#### Objective:
Retype the stretch of rows below from the line containing "of the brick" through the end of the rows, word for word.

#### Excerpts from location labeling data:
(begin)

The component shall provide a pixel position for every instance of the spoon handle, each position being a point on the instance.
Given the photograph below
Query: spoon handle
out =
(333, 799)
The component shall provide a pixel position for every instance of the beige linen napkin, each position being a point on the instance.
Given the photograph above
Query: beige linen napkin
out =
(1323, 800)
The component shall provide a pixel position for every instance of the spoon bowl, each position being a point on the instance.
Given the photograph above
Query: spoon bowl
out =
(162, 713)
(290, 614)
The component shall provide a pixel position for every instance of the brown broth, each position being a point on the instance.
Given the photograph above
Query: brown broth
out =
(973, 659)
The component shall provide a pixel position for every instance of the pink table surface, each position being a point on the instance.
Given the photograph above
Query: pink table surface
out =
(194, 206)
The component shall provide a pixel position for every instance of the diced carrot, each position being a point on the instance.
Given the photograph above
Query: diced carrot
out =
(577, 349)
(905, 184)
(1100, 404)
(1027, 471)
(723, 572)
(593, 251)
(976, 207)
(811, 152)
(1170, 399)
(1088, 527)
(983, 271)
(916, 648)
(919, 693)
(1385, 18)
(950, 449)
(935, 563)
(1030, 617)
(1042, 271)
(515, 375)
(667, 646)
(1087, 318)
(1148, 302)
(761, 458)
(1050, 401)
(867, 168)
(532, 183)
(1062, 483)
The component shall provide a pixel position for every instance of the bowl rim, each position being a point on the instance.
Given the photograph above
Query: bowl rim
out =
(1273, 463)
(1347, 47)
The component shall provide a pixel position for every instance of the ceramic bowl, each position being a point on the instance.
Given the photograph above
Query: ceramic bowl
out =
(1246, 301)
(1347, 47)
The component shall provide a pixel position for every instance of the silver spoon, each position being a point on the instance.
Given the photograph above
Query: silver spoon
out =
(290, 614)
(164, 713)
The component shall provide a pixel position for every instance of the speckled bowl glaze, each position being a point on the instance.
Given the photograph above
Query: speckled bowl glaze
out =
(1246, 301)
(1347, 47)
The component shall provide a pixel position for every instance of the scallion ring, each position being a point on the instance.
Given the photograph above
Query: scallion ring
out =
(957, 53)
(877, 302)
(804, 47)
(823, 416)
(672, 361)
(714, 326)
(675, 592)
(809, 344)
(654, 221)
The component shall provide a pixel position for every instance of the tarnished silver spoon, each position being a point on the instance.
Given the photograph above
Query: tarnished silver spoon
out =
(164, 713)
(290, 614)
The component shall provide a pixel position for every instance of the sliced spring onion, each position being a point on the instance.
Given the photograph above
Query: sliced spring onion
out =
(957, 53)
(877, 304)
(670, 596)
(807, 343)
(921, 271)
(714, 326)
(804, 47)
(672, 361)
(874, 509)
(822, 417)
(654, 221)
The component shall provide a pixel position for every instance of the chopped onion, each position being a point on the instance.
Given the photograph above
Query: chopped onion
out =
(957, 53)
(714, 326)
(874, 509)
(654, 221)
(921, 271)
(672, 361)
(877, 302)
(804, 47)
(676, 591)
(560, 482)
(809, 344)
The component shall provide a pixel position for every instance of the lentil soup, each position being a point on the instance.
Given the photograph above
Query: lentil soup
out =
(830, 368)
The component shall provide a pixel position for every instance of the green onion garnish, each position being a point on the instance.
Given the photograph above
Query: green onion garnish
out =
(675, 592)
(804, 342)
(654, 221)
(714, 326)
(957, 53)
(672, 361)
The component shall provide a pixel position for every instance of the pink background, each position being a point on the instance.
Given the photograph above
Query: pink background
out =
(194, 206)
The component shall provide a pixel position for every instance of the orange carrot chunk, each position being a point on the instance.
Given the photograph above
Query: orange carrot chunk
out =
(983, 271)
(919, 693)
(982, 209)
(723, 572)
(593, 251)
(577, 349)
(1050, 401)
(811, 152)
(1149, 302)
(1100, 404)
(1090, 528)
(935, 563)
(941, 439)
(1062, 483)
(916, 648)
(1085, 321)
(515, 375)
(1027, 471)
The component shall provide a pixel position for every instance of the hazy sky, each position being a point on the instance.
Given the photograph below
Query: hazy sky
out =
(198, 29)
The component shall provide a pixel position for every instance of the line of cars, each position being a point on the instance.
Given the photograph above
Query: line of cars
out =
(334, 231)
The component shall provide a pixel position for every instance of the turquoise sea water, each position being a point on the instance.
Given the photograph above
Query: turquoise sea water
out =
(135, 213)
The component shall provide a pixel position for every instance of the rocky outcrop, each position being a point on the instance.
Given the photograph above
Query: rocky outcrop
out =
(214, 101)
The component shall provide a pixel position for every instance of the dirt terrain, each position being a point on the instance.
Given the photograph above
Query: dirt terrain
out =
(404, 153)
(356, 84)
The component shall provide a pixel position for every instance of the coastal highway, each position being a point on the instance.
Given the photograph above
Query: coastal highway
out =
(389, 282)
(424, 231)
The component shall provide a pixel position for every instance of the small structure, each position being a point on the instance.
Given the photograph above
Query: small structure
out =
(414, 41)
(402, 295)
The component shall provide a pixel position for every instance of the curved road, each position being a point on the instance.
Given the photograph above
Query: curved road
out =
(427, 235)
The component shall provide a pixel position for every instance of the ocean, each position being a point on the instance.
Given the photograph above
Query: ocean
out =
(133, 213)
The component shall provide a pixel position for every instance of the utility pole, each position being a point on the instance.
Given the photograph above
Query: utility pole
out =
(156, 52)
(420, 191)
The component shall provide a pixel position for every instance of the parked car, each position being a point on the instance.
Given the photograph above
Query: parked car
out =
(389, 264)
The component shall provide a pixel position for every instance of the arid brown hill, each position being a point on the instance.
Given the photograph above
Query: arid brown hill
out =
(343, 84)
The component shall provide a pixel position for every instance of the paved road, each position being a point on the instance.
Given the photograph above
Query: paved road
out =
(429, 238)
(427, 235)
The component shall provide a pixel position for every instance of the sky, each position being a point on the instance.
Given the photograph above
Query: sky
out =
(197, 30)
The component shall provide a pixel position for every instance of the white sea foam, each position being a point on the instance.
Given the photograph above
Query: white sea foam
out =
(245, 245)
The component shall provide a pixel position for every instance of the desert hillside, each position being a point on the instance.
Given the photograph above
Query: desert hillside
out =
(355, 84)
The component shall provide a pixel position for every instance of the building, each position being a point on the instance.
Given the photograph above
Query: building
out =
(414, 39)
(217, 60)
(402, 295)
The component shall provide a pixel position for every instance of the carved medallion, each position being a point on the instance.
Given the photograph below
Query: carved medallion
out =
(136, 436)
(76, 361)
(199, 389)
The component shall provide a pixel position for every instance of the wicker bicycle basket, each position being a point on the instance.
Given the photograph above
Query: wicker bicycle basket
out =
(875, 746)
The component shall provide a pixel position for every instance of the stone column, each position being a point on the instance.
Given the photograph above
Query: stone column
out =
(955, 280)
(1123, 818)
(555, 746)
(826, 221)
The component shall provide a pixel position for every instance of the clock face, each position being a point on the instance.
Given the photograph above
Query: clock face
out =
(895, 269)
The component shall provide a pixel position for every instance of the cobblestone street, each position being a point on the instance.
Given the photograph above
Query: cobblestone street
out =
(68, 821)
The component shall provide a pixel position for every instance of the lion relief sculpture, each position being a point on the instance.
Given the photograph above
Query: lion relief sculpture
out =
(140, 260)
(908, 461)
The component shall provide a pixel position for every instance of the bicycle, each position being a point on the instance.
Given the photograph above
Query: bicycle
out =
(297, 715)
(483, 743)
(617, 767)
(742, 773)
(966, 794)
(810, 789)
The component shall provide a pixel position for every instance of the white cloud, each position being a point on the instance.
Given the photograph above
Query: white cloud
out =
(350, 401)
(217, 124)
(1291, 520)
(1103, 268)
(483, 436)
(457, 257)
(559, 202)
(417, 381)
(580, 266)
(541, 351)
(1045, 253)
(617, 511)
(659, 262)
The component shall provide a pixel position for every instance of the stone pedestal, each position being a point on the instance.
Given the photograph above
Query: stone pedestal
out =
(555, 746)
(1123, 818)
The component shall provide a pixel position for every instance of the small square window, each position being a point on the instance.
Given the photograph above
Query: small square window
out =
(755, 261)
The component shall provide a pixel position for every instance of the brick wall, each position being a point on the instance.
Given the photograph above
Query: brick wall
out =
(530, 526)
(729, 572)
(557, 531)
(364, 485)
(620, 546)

(end)

#### Written reply:
The component shall provide a pixel position for every instance of the brick wall, each position being a point on the instance.
Given the photograph above
Query: brick wall
out =
(530, 526)
(729, 572)
(557, 531)
(364, 485)
(620, 546)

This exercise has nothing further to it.